[WORK TO COMPLETE]
What follows are records. Restate all of them word for word.

[MATERIAL SUPPLIED]
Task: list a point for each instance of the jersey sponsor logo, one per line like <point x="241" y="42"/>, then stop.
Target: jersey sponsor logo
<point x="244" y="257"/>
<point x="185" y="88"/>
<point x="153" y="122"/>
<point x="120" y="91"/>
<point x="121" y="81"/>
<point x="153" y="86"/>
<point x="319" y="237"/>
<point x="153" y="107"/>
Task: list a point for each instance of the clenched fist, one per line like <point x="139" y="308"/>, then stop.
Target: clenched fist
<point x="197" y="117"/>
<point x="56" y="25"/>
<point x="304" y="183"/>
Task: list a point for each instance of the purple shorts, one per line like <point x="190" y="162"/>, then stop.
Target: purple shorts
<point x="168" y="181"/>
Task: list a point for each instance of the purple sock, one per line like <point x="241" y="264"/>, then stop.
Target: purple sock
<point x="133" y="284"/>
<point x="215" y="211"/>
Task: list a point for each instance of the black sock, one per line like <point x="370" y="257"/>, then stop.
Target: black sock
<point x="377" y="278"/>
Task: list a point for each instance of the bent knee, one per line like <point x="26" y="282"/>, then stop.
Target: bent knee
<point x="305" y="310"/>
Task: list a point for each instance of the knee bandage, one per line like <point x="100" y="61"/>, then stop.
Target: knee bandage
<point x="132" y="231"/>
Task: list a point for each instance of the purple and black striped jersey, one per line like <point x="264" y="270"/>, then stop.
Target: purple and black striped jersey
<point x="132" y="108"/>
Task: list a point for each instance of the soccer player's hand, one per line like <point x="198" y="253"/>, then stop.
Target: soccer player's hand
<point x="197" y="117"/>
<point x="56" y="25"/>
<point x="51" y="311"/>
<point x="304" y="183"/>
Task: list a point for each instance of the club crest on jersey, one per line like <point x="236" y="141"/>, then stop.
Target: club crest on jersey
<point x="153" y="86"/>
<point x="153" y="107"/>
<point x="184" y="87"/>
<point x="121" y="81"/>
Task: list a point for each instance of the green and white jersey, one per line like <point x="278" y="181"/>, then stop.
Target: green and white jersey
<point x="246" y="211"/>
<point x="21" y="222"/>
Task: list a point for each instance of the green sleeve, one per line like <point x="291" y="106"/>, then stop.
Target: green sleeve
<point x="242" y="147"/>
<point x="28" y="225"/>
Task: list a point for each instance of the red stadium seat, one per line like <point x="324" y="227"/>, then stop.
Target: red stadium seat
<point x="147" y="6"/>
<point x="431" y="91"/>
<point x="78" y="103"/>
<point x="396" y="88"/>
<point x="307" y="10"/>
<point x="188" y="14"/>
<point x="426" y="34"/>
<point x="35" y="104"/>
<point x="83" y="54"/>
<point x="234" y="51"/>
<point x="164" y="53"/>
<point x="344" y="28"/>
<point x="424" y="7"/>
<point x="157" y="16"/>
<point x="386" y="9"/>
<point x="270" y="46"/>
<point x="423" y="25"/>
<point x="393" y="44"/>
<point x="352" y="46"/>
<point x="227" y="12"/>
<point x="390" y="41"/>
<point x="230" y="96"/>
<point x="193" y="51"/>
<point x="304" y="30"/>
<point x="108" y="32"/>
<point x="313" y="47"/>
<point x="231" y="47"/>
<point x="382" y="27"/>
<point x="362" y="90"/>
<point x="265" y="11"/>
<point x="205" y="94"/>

[FINAL ANSWER]
Task: list a point for each instance of the jersey sponsor logo, one per line like <point x="241" y="42"/>, then stop.
Target: jersey sponsor logo
<point x="244" y="257"/>
<point x="185" y="88"/>
<point x="153" y="122"/>
<point x="120" y="91"/>
<point x="121" y="81"/>
<point x="153" y="86"/>
<point x="319" y="237"/>
<point x="153" y="107"/>
Task: list a point for each instance of the clenched fist, one per line like <point x="139" y="308"/>, then stop.
Target: clenched fist
<point x="197" y="117"/>
<point x="56" y="25"/>
<point x="304" y="183"/>
Task: list a point for each instance of the purple shorts, one per line like <point x="190" y="162"/>, then stop.
Target: purple shorts
<point x="168" y="181"/>
Task: list a point for each instance of the purple sock, one per line like <point x="241" y="264"/>, then stop.
Target: purple sock
<point x="133" y="284"/>
<point x="215" y="211"/>
Task: list a point for each instance of the black sock, one per line like <point x="370" y="257"/>, then stop.
Target: black sock
<point x="377" y="278"/>
Task: list a point for each instance of the bent knee, one per line like <point x="26" y="282"/>, then stop.
Target: bent knee
<point x="305" y="310"/>
Task: list a point for each instance of the knee bandage, one per line like <point x="100" y="61"/>, then stop.
Target: knee bandage
<point x="132" y="231"/>
Task: list a point for each instance of the purple and black striped jersey, one per line like <point x="264" y="270"/>, then stop.
Target: purple and black striped jersey
<point x="132" y="108"/>
Task: list a point for each instance of the soccer player's hand, one per line like <point x="198" y="253"/>, then stop.
Target: soccer player's hand
<point x="197" y="117"/>
<point x="56" y="25"/>
<point x="51" y="311"/>
<point x="304" y="183"/>
Task: list a point for each instance of the club crest on jersey, one per line like <point x="236" y="141"/>, then stop.
Target: club crest on jersey
<point x="153" y="86"/>
<point x="153" y="107"/>
<point x="184" y="87"/>
<point x="121" y="81"/>
Task: list a point for each instance of the green and white jersey, one per line like <point x="278" y="181"/>, then stop.
Target: green and white jersey
<point x="246" y="211"/>
<point x="21" y="222"/>
Task: list a point for each instance of the green sleeve, one per line like <point x="291" y="106"/>, then stop.
Target: green sleeve
<point x="242" y="147"/>
<point x="28" y="225"/>
Task: list a point for each instance of the red stadium seat, one per line like <point x="324" y="227"/>, then stop.
Target: red stadium seat
<point x="147" y="6"/>
<point x="431" y="91"/>
<point x="78" y="103"/>
<point x="396" y="88"/>
<point x="307" y="10"/>
<point x="188" y="14"/>
<point x="426" y="34"/>
<point x="35" y="104"/>
<point x="83" y="54"/>
<point x="234" y="51"/>
<point x="164" y="53"/>
<point x="344" y="28"/>
<point x="424" y="7"/>
<point x="157" y="16"/>
<point x="386" y="9"/>
<point x="270" y="46"/>
<point x="423" y="25"/>
<point x="393" y="44"/>
<point x="352" y="46"/>
<point x="227" y="12"/>
<point x="390" y="41"/>
<point x="230" y="96"/>
<point x="193" y="51"/>
<point x="304" y="30"/>
<point x="108" y="32"/>
<point x="313" y="47"/>
<point x="231" y="47"/>
<point x="382" y="27"/>
<point x="362" y="90"/>
<point x="265" y="11"/>
<point x="205" y="94"/>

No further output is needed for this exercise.